- **TEXT SECTION**
____
The Effect of Simulated High Sea States on Surgical Performance
As a Human Factors Engineer supporting the Human Systems Integration (HSI) team at NSWC PCD, I contributed to a research initiative evaluating the feasibility of performing emergency surgeries aboard naval vessels under high sea states.
To simulate real-world conditions, our team collected motion data from a catamaran outfitted with specialized sensors and used it to replicate sea-state movement in a custom-built mobile operating room. Over a two-month period, trained Navy surgeons performed simulated trauma procedures on partial-task surgical dummies while exposed to varying levels of ship motion.
Project Overview
Title: Surgery at Sea: Evaluating Surgical Performance in Simulated Naval Conditions
Role: Human Factors Engineer
Team: Naval medical experts, engineers, researchers
Focus: Applied usability research, physiological data analysis, motion simulation
Research Objective: To assess how ship motion affects surgical team performance and physiological stress, and to inform the design and deployment of mobile surgical units for combat support scenarios.
____
Excerpts from a dataset:
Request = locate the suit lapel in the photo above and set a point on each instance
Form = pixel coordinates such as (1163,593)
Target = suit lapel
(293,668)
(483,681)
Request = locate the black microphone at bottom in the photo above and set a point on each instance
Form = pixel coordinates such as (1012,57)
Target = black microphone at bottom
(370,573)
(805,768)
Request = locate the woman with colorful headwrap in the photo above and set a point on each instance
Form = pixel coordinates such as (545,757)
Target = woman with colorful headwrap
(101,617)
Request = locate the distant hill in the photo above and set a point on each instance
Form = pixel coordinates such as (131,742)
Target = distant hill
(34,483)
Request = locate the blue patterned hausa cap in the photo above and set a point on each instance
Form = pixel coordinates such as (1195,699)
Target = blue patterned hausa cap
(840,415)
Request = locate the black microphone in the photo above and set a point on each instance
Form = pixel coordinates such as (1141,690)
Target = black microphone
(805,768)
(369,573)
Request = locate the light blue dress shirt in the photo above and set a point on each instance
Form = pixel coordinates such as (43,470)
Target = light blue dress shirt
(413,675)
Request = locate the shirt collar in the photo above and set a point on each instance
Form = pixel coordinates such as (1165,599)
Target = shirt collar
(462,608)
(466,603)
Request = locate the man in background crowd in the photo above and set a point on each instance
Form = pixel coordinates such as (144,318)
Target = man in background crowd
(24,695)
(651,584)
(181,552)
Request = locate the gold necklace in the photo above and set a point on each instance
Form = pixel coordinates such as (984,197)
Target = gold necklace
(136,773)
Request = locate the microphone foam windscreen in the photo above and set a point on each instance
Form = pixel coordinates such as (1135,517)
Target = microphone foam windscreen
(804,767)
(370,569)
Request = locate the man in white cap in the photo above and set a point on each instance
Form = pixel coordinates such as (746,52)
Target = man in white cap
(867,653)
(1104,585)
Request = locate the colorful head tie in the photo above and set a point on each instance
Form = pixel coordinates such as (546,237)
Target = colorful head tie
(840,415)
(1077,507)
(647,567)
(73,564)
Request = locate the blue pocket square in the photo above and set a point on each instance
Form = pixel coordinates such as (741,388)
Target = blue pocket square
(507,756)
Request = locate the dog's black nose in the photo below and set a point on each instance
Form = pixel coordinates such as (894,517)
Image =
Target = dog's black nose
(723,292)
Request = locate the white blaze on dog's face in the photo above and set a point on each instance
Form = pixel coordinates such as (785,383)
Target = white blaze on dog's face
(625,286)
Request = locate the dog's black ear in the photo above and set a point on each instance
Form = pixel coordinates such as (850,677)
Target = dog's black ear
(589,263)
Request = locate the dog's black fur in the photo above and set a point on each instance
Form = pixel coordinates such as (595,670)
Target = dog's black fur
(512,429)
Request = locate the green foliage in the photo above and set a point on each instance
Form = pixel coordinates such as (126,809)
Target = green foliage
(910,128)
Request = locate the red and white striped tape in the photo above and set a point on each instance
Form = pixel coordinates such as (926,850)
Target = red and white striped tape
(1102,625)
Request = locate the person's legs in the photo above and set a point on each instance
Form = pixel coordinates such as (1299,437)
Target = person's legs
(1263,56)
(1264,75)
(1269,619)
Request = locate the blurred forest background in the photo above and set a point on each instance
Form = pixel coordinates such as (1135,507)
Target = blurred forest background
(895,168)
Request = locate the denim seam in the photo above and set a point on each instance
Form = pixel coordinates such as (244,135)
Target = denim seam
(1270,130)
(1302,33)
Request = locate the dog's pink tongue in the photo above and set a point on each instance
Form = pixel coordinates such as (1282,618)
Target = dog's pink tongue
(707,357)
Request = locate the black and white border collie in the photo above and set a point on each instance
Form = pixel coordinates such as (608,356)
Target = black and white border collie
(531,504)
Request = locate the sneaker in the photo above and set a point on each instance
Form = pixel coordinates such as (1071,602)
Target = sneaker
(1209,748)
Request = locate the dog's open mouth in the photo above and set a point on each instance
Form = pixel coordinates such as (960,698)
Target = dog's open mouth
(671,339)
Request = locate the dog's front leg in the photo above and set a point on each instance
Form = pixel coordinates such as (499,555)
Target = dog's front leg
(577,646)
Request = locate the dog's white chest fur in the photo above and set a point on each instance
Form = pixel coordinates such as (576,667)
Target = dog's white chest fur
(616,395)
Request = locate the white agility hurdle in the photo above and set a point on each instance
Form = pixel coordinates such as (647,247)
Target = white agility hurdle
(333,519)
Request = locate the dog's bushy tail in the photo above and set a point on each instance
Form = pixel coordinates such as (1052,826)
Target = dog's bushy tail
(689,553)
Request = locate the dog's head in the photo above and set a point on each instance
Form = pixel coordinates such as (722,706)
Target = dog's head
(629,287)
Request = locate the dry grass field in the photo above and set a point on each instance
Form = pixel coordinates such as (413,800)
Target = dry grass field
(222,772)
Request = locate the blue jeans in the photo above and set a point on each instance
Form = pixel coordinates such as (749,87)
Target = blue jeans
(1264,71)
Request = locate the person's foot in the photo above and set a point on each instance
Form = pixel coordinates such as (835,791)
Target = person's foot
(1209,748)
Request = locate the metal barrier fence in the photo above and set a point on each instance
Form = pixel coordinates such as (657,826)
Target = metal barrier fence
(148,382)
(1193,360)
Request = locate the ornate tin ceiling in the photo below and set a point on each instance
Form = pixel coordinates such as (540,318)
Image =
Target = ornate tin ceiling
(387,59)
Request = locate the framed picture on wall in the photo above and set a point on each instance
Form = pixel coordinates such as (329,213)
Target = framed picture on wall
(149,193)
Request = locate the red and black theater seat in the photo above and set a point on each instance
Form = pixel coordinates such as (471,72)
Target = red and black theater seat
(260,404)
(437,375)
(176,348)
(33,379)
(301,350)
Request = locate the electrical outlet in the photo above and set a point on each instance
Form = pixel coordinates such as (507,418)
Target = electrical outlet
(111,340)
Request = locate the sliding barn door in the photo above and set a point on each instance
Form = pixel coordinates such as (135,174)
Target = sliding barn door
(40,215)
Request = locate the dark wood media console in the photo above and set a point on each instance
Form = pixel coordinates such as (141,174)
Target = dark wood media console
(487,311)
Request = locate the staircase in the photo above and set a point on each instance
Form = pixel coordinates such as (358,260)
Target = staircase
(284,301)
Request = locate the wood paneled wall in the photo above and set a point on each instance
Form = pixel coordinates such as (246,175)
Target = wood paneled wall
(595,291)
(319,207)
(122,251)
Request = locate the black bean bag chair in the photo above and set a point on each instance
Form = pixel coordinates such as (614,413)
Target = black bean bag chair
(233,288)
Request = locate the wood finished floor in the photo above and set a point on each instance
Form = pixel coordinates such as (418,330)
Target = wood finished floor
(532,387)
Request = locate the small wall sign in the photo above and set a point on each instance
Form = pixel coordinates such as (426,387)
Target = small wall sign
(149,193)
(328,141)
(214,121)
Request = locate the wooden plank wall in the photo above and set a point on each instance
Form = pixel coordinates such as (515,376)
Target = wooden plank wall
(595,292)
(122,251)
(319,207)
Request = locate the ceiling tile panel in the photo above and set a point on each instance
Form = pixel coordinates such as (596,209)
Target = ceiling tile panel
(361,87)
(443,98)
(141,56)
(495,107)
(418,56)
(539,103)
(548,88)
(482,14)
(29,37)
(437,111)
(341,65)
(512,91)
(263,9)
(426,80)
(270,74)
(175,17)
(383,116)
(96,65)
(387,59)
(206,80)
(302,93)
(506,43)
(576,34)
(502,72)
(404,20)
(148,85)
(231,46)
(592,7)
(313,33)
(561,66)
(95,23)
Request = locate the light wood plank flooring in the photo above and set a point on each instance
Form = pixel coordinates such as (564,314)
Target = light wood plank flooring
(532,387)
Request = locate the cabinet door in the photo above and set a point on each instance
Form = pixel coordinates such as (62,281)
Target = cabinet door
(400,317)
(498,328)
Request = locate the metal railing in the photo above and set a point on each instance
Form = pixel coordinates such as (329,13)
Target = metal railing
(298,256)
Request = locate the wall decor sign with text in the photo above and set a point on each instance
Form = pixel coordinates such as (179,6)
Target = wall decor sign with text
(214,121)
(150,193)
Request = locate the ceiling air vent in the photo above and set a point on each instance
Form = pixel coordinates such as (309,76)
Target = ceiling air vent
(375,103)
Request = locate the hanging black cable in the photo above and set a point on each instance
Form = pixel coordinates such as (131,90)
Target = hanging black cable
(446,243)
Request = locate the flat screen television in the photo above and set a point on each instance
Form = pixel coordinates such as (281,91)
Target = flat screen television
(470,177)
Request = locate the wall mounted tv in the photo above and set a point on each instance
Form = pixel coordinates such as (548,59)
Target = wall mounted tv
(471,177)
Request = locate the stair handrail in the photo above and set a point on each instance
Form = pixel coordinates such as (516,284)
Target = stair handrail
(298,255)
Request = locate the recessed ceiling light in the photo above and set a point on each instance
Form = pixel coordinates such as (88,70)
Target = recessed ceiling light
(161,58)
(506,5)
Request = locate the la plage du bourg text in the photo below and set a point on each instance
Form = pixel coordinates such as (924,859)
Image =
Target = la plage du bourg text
____
- **WHAT TO DO**
1. Print the section of the surgery-at-sea text from "The Effect of" up to and including "of ship motion.".
2. According to the surgery-at-sea text, why did the team collect motion data from a catamaran fitted with sensors?
These data were taken from a separate source.

- **SOLUTIONS TO EACH TASK**
1.
The Effect of Simulated High Sea States on Surgical Performance
As a Human Factors Engineer supporting the Human Systems Integration (HSI) team at NSWC PCD, I contributed to a research initiative evaluating the feasibility of performing emergency surgeries aboard naval vessels under high sea states.
To simulate real-world conditions, our team collected motion data from a catamaran outfitted with specialized sensors and used it to replicate sea-state movement in a custom-built mobile operating room. Over a two-month period, trained Navy surgeons performed simulated trauma procedures on partial-task surgical dummies while exposed to varying levels of ship motion.

2. The team collected the data to simulate real-world conditions. They used it to replicate sea-state movement in a custom-built mobile operating room.